# GOALS
A: In the Jess Franco piece, how old was Franco when he died?
B: Reproduce word for word the part of the Jess Franco piece starting at "The Marquis de" and ending at "thoughts to words.".

# TEXT TO READ
□ □ □

The Marquis de Sade wrote ceaselessly during his long, ten year incarceration in Paris's infamous Bastille prison, and when as a punishment his writing implements were confiscated, de Sade turned to writing on his sheets in red wine, then escalated to using his blood and finally wrote on the walls of his cell using his excrement. Such was his mania for committing his thoughts to words.

Jess Franco, who died today, the 2nd April 2013, aged 83, was a filmmaker in much the same vein as de Sade was a writer, a man so obsessed with film that he would secretly film a secondary feature while shooting a commissioned work, a man who in his later years would shoot almost nonsensical 'films' in his front room, seemingly happy so long as he had a camera in his hand and could see a woman through the lens.

Prolific to the point of absurdity Franco's prodigious output varied from the truly creative, Succubus, Vampyros Lesbos, to the fabulously exploitative, Female Vampire, The Demons, Justine, through to the tedious, Esmeralda Bay, Snakewoman, to the virtually unwatchable, Paula-Paula, Al Pereira vs the Alligator Women et al. Yet Franco's place in exploitation cinema's pantheon of heroes is deserved, not for his prodigious output, but for the passion with which he made his films, for like de Sade, Franco would, if he had to, have filmed in his own blood and shit.

Franco, was in many ways, a more accomplished film director than the impression given by some of his lesser films, and had he perhaps remembered the wise saying that sometimes less is more might have concentrated on making one good film rather than ten bad ones. For when Franco got it right, as he did with titles like Justine, Succubus and Virgin Among the Living Dead, he showed a real creative and artistic flair coupled with moments of surreal brilliance. This was a man who, like his contemporary Jean Rollin, was his own worst enemy.

□ □ □

# RAW DATA

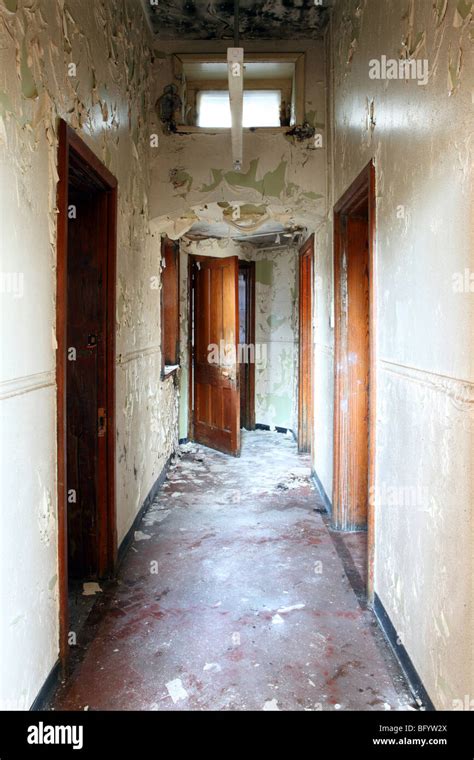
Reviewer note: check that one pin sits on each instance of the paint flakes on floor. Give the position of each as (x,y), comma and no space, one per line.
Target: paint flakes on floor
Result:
(91,588)
(176,690)
(235,612)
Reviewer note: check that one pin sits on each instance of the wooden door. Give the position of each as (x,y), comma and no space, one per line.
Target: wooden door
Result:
(216,389)
(354,422)
(86,381)
(305,382)
(247,341)
(357,366)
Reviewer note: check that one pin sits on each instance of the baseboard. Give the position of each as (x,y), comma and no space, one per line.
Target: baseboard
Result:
(284,431)
(414,680)
(129,536)
(324,497)
(42,698)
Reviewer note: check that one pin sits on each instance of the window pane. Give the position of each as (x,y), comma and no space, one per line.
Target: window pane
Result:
(213,109)
(261,108)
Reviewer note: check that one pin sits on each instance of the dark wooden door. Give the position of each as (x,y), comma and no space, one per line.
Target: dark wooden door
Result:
(216,394)
(247,343)
(86,381)
(305,384)
(357,365)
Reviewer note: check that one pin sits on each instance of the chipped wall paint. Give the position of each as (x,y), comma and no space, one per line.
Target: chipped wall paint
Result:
(421,140)
(107,102)
(276,328)
(193,175)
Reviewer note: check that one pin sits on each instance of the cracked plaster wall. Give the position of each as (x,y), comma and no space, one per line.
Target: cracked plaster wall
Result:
(192,173)
(107,102)
(422,144)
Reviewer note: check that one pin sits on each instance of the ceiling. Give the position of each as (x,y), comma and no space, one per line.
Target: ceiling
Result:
(270,233)
(214,19)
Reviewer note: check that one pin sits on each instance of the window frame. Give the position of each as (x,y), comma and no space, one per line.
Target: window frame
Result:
(190,88)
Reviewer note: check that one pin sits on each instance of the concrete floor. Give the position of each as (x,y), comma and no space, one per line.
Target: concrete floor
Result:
(234,597)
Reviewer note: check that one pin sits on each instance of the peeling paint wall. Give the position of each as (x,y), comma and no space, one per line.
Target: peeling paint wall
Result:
(107,100)
(276,316)
(421,139)
(193,175)
(276,328)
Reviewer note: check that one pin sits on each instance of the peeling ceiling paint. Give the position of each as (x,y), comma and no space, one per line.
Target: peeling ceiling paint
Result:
(214,19)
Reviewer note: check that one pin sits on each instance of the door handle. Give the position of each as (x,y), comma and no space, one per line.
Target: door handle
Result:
(101,422)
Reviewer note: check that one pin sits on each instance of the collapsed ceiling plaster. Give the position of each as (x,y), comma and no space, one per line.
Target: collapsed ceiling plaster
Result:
(270,233)
(214,19)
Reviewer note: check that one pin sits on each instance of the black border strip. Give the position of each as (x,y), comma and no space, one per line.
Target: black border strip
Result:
(128,538)
(47,688)
(411,674)
(324,497)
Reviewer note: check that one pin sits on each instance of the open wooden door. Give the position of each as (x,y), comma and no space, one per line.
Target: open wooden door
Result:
(215,335)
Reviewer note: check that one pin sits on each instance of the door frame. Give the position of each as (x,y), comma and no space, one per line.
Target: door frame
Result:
(193,259)
(305,405)
(363,187)
(70,143)
(249,268)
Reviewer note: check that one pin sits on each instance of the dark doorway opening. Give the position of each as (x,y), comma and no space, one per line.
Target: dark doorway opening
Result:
(354,401)
(305,365)
(247,344)
(86,251)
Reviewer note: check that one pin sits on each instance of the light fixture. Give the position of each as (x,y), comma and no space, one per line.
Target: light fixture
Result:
(235,65)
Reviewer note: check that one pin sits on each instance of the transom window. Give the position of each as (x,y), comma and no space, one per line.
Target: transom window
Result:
(261,108)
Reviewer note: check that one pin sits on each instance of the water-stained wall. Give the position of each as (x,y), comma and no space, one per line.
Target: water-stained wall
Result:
(418,129)
(282,178)
(276,328)
(89,63)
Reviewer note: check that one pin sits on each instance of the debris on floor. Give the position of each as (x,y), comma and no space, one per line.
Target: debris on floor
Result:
(90,588)
(248,607)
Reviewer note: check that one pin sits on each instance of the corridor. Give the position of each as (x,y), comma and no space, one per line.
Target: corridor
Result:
(248,607)
(236,370)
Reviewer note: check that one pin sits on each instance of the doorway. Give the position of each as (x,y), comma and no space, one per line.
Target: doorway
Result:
(214,365)
(247,344)
(85,330)
(354,402)
(305,364)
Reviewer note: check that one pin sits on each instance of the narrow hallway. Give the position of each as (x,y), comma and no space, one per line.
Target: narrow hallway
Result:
(233,597)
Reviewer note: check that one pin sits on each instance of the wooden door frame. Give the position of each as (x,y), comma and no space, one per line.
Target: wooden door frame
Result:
(71,143)
(193,258)
(249,266)
(302,317)
(362,187)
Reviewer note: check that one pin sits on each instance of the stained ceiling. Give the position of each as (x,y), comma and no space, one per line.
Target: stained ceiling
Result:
(214,19)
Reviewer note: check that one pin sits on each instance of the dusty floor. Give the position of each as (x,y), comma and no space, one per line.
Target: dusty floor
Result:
(233,597)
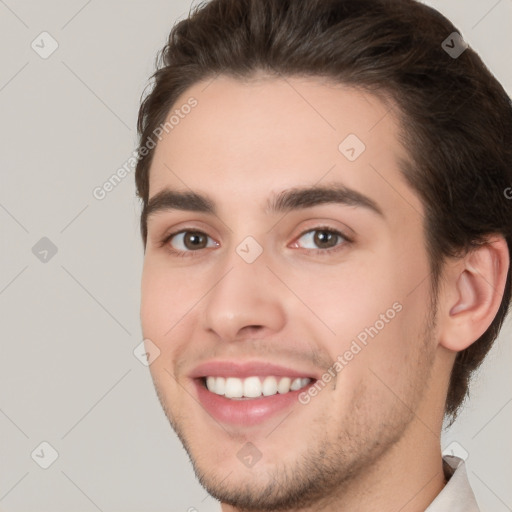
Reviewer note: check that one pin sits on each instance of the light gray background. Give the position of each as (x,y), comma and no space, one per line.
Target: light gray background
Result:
(69,326)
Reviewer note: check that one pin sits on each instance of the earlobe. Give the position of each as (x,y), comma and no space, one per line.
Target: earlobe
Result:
(475,295)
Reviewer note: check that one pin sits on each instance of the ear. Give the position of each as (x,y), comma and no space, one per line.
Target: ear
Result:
(471,294)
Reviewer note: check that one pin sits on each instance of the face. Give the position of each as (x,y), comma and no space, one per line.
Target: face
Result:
(286,334)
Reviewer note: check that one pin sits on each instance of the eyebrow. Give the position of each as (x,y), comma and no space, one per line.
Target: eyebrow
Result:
(287,200)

□ □ □

# SOLVED TASKS
A: He was 83.

B:
The Marquis de Sade wrote ceaselessly during his long, ten year incarceration in Paris's infamous Bastille prison, and when as a punishment his writing implements were confiscated, de Sade turned to writing on his sheets in red wine, then escalated to using his blood and finally wrote on the walls of his cell using his excrement. Such was his mania for committing his thoughts to words.